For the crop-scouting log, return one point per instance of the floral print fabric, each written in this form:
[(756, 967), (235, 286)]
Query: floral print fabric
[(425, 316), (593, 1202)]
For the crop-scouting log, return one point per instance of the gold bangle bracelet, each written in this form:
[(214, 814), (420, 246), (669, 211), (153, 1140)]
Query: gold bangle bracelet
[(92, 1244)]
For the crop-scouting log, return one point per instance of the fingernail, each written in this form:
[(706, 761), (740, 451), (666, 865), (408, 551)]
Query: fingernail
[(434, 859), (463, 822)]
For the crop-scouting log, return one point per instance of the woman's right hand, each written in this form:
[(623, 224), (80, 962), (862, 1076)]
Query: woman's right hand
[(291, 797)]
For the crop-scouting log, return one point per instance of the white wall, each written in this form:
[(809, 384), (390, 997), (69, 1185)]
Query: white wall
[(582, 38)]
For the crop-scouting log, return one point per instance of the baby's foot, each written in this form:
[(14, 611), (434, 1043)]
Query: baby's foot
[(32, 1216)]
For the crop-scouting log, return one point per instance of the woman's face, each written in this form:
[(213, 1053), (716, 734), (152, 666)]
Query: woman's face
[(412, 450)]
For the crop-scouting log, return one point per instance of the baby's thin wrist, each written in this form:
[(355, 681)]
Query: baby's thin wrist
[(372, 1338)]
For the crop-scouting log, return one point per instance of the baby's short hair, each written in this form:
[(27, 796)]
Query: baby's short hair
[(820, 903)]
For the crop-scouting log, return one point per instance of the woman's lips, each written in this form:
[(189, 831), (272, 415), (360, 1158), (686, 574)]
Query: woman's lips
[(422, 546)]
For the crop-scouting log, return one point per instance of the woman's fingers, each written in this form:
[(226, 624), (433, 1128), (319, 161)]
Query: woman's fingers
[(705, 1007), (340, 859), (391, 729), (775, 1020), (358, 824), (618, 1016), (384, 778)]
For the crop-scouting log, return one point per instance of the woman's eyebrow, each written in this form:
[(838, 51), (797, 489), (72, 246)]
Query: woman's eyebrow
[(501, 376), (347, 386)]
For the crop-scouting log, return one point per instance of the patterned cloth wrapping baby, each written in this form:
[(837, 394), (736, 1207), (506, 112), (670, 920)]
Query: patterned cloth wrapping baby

▸ EXERCISE PROMPT
Copy out the material word for word and line for line.

▸ ANSWER TO THIS PROBLEM
For the crop-scouting log, return one point per instance of the floral print fabric, each written in this form:
[(756, 967), (235, 286)]
Query: floral print fabric
[(425, 316), (593, 1202)]
For the crop-scouting log, return one point per instance of the gold bangle bracelet, each written in this form:
[(214, 814), (420, 246), (669, 211), (153, 1140)]
Query: gold bangle bracelet
[(92, 1244)]
For the crop-scouting log, return one point per instance of the fingernail, each written in this form:
[(706, 761), (740, 451), (666, 865), (408, 551)]
Query: fingernail
[(434, 859), (463, 822)]
For the crop-scouting log, return one point per instance of the woman's right hand, each written in this form:
[(623, 224), (80, 962), (862, 1076)]
Query: woman's right hand
[(291, 797)]
For the crop-scouting log, return one point per instance of the white wall, each written in this form:
[(809, 384), (390, 997), (69, 1185)]
Query: white wall
[(582, 38)]
For the crop-scouting log, return one point per instance of the baby's foot, each written in this form:
[(14, 611), (434, 1043)]
Query: baby's foot
[(32, 1216)]
For the crop-scouting log, return one point per instance of the woman's face, each written in this form:
[(213, 1053), (716, 734), (152, 666)]
Query: woman's face
[(412, 450)]
For the crop-scouting log, return one point per instance of the baby's thin wrist, each written in this form:
[(355, 681)]
Query: baby's thin wrist
[(372, 1338)]
For the crop-scouting log, return one point per instance of the baby's short hair, each written in this form:
[(27, 796)]
Query: baby's short hair
[(820, 903)]
For the crop-scouting log, return one point per instance of the woman's lips, each written in this form:
[(189, 831), (272, 415), (360, 1158), (686, 574)]
Query: woman's lips
[(422, 546)]
For the crop-scouting log, return one point per instance of the woman's fingers, each written in this form:
[(226, 624), (433, 1128), (319, 161)]
Query: woman's fingers
[(705, 1007), (340, 859), (391, 729), (775, 1020), (358, 824), (618, 1016), (384, 778)]
For the crop-scouting log, return one point per instance of the woman's eyebrow, each written in this form:
[(838, 51), (797, 489), (72, 246)]
Query: woman's eyebrow
[(501, 376), (347, 386)]
For the crop-scouting log, return one point per instance of the patterned cloth wrapping baby, each written in this form:
[(837, 394), (736, 1207), (506, 112), (670, 920)]
Query: patterned cloth wrapping baby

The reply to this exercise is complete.